Source document Block Start
The Tirthesvara Siva temple is located in 20◦ latitude and 14’ 36"N, 85◦ longitude and 50’ 10"E, in an elevation of-85feet.

It is located in Talabazar road, Old Town, Bhubaneswar. It is situated on the left side of road leading from Bindusagar to Lingaraja temple. The temple is facing towards west. The enshrining deity is a Siva lingam within a circular Yonipitha which is located at a depth of 0.94 metres below the door level. It is a living temple.

== History ==

The architectural features of the temple resembles with the Ganga period so it is believed that it was established in the 14th century A.D.

== Architecture ==

This is a temple building having a vimana and a jaga mohan subtype. Vimana is a rekha deul while jagamohana is a pidha deul.

- Surrounding: The temple is surrounded by private residential buildings on three sides of east, north and south and the Tala bazaar road in the west.
- Orientation: The temple is facing towards west.
Source document Block End
Study material Block Start
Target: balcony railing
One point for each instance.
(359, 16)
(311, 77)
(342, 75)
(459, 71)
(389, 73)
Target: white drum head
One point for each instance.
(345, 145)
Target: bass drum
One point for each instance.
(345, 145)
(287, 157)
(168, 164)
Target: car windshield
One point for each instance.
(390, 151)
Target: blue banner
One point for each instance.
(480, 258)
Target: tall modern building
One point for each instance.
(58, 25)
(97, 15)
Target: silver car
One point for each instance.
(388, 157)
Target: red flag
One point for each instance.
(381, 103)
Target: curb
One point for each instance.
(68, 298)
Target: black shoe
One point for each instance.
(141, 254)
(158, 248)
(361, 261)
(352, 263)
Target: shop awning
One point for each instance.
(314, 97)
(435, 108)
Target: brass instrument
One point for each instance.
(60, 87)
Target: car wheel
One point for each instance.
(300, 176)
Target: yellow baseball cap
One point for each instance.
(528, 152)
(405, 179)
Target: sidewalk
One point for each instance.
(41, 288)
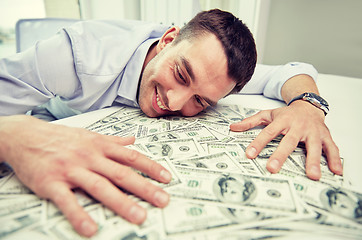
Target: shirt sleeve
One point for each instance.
(268, 80)
(32, 77)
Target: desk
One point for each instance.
(343, 123)
(344, 96)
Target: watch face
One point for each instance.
(320, 99)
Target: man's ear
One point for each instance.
(167, 38)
Study material Block End
» Your tasks:
1. Answer these questions from the text on the Tirthesvara Siva temple.
(a) Which direction does the temple face?
(b) In which century is the temple believed to have been established?
(c) What kind of deul is the jagamohana?
2. Write what comes next in the text on the Tirthesvara Siva temple, starting after its final line.

» Answers to the problems:
1.
(a) West.
(b) The 14th century A.D.
(c) A pidha deul.

2.
- Architectural features (Plan & Elevation) 405 On plan, the temple has a vimana and a jagamohana. The vimana measures 4.30 square metres, Jagamohana 3.40 metres in length and 4.15 metres in breadth and ganthiala 0.36 metres. The sanctum measures 2.03 square metres. The pabhaga of the vimana have been buried from all the sides. The vimana has panchanga bada. Talajangha measures 0.66 metres, bandhana 0.21 metres, upara jangha 0.65 metres and baranda 0.49 metres and gandi measures 5.30 metres. The mastaka is 2.00 metres. The jagamohana which is a later addition has a trianga bada. Visible parts of pabhaga measure 0.20 metres jangha 1.30 metres, baranda 0.38 metres, Gandi 1.30 metres and mastaka measures 0.98 metres. Gandi of the vimana distinguished by central raha and pair of anuratha and kanika paga are on either side of raha. The temple is plain because of the lime plaster on all over the walls which have been finished by a red wash.
- Raha niche & parsva devatas: The raha niches on three sides measure 0.66 metres in height, 0.43 metres in width and 0.23 metres in depth respectively, surmounted by a khakhara mundis. All the three niches are empty.
- Decorative features: Doorjamb: The doorjambs of the vimana measures 1.98 metres in height and 1.30 metres in width. At the base there are dvarapala niches with khakhara mundi that enshrine two Saiva dvarapalas standing in flexed position holding a trident in left and sword in right hands.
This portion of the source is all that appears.